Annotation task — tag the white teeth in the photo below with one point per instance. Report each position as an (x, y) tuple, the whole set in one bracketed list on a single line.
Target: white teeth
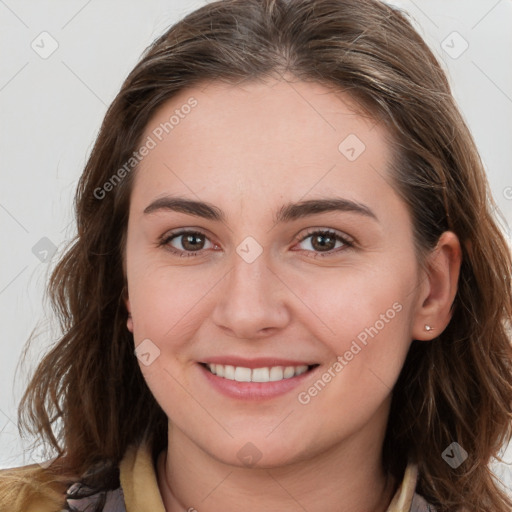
[(242, 374), (260, 375), (229, 372), (267, 374), (276, 373)]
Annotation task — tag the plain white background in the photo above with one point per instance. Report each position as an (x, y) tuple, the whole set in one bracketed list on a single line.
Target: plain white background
[(63, 62)]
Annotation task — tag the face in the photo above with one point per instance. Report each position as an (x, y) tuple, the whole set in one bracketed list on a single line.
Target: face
[(266, 243)]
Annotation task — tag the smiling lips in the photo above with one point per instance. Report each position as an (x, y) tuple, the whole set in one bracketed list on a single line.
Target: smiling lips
[(261, 377), (264, 374)]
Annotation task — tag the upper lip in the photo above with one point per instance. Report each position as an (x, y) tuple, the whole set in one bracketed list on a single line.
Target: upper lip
[(260, 362)]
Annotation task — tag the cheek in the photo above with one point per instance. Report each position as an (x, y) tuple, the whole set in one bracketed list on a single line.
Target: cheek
[(164, 299)]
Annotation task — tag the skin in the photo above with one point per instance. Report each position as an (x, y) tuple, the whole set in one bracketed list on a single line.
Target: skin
[(250, 149)]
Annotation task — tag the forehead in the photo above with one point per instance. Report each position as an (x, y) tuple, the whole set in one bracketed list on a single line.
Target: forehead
[(263, 141)]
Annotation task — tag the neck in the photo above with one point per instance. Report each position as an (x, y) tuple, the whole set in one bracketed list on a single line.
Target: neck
[(347, 478)]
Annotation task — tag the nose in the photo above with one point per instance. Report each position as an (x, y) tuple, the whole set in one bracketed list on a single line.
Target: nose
[(252, 301)]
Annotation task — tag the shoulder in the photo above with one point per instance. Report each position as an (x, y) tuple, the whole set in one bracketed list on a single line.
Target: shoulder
[(35, 489), (419, 504), (31, 489)]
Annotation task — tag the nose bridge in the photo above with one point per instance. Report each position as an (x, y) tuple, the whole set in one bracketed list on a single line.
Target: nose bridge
[(252, 296)]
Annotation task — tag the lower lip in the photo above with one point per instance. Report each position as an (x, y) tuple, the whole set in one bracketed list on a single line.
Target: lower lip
[(254, 390)]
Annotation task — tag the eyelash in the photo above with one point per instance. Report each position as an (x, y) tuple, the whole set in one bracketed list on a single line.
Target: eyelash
[(347, 243)]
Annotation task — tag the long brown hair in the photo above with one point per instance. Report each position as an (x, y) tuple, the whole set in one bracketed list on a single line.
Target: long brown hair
[(88, 398)]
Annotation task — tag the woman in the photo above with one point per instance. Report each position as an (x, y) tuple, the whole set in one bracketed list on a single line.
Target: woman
[(287, 291)]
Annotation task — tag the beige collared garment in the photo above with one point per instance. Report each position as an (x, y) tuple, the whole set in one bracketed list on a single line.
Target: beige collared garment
[(141, 492)]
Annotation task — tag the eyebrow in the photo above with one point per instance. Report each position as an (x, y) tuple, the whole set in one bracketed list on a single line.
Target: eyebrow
[(287, 213)]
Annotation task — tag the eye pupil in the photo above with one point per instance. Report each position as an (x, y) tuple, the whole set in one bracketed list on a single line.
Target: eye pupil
[(317, 244), (188, 241)]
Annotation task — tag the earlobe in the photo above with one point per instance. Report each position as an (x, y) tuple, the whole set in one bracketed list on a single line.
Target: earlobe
[(434, 310), (129, 320)]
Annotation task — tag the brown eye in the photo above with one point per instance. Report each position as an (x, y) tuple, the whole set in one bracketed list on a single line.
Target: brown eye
[(324, 241), (185, 243)]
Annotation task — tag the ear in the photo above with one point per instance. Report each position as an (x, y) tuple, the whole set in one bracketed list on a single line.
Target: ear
[(126, 299), (434, 308)]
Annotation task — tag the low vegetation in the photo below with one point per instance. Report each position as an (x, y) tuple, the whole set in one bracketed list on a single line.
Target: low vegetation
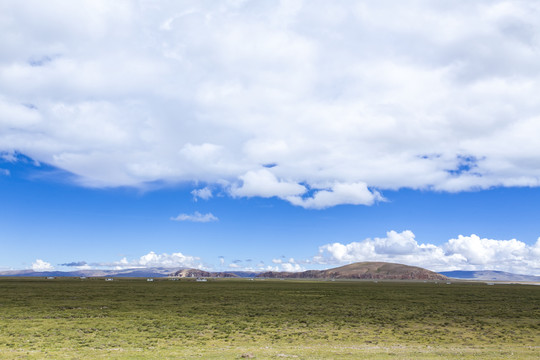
[(266, 319)]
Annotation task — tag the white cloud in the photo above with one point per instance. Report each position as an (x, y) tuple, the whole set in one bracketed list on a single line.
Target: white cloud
[(264, 183), (354, 193), (464, 253), (204, 193), (211, 93), (152, 259), (285, 265), (40, 265), (196, 217)]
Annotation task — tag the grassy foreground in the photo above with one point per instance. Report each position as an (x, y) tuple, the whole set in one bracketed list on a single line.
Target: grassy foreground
[(232, 319)]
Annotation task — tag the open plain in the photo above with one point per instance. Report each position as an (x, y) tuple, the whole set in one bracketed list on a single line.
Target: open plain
[(266, 319)]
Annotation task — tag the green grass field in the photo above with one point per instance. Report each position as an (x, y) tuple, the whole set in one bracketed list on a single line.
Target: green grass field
[(233, 319)]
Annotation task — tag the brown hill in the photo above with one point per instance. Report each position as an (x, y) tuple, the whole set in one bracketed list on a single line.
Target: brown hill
[(196, 273), (363, 270)]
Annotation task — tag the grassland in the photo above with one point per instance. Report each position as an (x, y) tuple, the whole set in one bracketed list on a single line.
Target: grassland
[(231, 319)]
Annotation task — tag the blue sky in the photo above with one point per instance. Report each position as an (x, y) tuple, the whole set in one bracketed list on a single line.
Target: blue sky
[(269, 135)]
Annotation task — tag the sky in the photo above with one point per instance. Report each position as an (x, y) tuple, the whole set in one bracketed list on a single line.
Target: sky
[(269, 135)]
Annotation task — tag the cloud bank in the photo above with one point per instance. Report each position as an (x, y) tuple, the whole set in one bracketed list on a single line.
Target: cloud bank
[(152, 259), (464, 253), (341, 100), (196, 217), (40, 265)]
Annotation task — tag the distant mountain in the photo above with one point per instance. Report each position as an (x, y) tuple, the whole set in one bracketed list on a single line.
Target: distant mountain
[(490, 275), (138, 272), (363, 270), (196, 273)]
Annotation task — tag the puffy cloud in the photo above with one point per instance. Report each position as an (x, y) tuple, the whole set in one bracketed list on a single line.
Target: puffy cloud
[(355, 194), (264, 183), (40, 265), (152, 259), (196, 217), (464, 253), (129, 93), (285, 265), (204, 193), (75, 264)]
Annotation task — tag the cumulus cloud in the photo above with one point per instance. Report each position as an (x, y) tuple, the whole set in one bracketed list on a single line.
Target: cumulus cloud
[(248, 90), (196, 217), (75, 264), (354, 194), (204, 193), (264, 183), (152, 259), (285, 265), (464, 253), (40, 265)]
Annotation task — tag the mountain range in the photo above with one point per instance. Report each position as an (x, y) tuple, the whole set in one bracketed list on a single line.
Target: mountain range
[(361, 270)]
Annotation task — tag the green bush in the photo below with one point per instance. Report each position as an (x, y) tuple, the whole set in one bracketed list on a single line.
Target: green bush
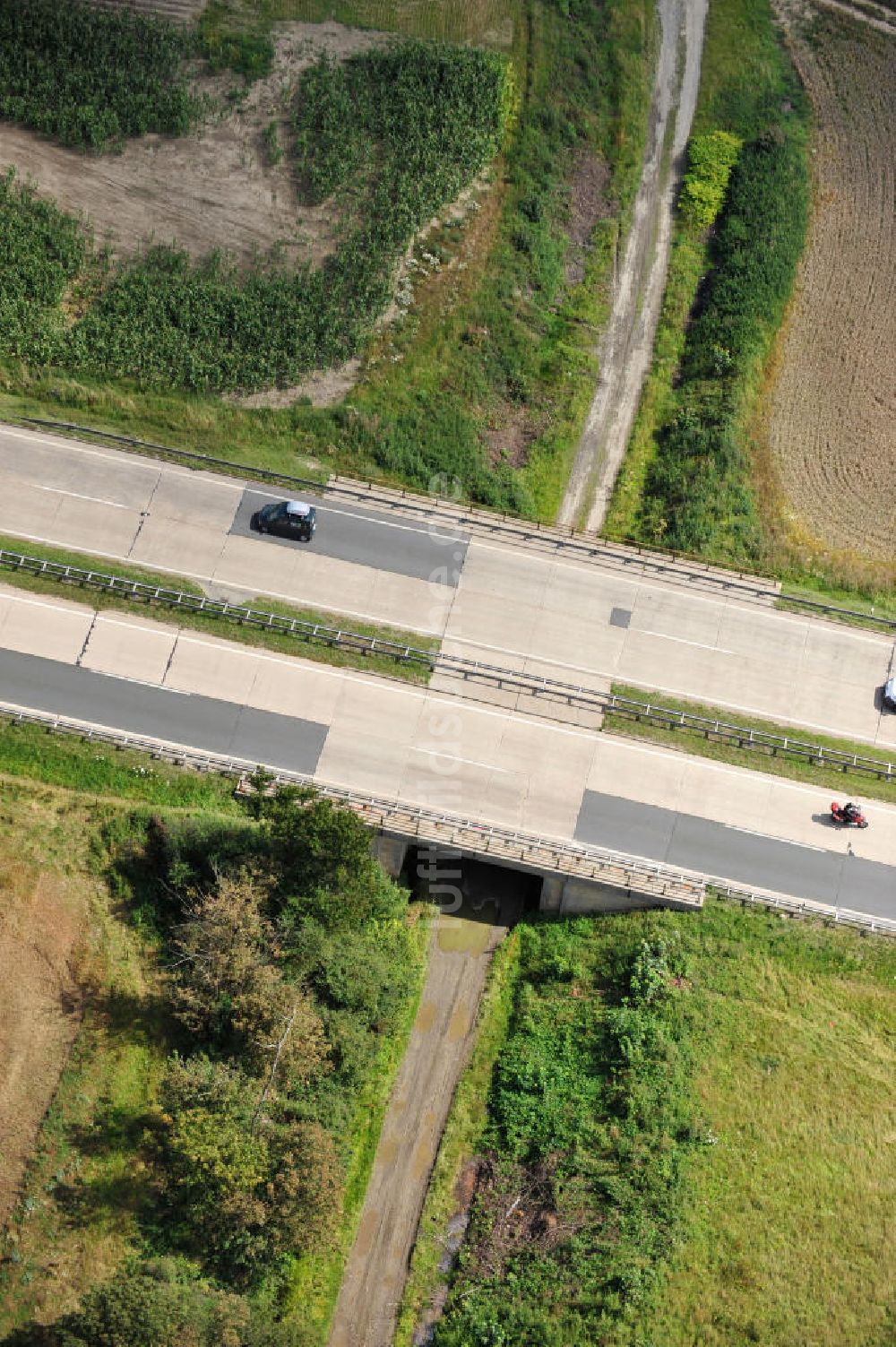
[(243, 1183), (711, 160), (93, 77), (698, 495)]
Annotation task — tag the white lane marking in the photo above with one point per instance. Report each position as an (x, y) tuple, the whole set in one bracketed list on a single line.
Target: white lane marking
[(779, 782), (73, 609), (123, 457), (453, 757), (342, 675), (765, 837), (682, 640), (80, 496)]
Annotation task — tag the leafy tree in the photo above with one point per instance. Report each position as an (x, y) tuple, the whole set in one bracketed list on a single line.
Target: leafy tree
[(160, 1303), (711, 160), (323, 864), (228, 991), (243, 1183)]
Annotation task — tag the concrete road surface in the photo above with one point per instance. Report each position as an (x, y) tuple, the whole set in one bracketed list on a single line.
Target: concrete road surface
[(504, 604), (491, 764), (840, 878), (366, 538)]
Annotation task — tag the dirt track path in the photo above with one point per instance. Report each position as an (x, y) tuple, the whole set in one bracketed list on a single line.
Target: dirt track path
[(436, 1054), (628, 341)]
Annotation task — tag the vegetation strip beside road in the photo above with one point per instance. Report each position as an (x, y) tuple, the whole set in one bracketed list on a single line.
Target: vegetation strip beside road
[(628, 1160), (762, 757), (687, 476), (318, 636)]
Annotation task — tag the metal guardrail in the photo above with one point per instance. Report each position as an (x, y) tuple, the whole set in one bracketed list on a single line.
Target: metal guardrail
[(564, 857), (532, 685)]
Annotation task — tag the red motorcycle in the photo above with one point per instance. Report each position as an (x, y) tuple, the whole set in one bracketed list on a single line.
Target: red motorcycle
[(849, 816)]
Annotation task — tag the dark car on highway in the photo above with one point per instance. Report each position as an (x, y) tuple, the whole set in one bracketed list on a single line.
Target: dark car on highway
[(288, 519)]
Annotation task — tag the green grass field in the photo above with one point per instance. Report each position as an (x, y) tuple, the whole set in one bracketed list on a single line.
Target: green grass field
[(489, 375), (727, 1181)]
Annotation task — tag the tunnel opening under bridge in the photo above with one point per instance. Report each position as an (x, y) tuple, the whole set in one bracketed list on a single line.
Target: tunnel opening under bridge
[(480, 889)]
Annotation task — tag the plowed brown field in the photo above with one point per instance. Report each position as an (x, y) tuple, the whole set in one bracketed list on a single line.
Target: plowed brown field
[(833, 406)]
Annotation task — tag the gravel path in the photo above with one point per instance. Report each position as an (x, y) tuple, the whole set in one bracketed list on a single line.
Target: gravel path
[(436, 1054), (625, 350)]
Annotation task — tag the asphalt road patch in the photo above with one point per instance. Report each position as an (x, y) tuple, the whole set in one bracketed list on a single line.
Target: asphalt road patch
[(736, 854)]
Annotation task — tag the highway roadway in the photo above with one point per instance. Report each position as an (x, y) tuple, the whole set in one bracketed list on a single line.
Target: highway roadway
[(521, 608), (428, 747)]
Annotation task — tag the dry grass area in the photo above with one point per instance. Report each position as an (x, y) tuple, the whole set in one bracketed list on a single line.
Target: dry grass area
[(43, 913), (831, 415), (211, 190)]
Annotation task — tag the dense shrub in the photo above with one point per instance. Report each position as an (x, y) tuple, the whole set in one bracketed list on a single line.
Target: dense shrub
[(289, 964), (698, 493), (711, 160), (92, 77), (243, 1184)]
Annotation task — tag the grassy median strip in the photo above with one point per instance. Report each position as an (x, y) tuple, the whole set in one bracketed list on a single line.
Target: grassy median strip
[(781, 761), (228, 628), (842, 605)]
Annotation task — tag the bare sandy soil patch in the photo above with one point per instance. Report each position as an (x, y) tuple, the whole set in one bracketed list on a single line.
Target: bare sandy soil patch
[(211, 190), (831, 422), (42, 919)]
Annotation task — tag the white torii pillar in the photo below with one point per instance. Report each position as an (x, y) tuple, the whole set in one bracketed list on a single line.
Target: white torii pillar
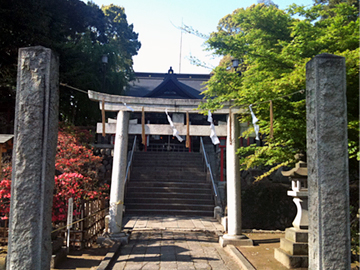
[(234, 234), (118, 172)]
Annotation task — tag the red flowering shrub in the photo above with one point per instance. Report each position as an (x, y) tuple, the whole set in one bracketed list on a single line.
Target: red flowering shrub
[(76, 178), (5, 187)]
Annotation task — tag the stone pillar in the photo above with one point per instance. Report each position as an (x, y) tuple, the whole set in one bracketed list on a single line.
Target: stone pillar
[(36, 127), (327, 158), (233, 235), (118, 172)]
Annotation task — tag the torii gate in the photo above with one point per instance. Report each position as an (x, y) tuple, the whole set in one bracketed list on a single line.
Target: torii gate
[(231, 131)]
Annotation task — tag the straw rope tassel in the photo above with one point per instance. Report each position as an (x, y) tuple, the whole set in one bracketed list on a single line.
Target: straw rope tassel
[(271, 120), (103, 116), (143, 126), (187, 130), (230, 138)]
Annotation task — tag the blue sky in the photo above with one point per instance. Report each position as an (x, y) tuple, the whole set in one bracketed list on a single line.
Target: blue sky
[(158, 22)]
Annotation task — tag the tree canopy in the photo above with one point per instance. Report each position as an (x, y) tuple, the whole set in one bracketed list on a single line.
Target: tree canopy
[(273, 48), (80, 34)]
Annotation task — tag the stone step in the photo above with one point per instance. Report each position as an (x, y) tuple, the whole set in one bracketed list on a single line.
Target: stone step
[(169, 212), (169, 206), (166, 169), (169, 154), (176, 180), (207, 196), (169, 200), (172, 190), (291, 261), (155, 183), (293, 248), (167, 176), (167, 163)]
···
▶ **Written task**
Please rewrite the material starting with the line with "Annotation task — tag the metal" and going on through the line with "[(564, 857), (532, 685)]", switching "guardrail" to "railing" and leaving all else unchanged.

▶ **Exercise output**
Annotation task — tag the metal railing in the photo above with one point per instance. Report each position as an (x, y) tuple, the whole set in one bracketed list on a single line.
Target: metal railing
[(564, 857), (532, 685)]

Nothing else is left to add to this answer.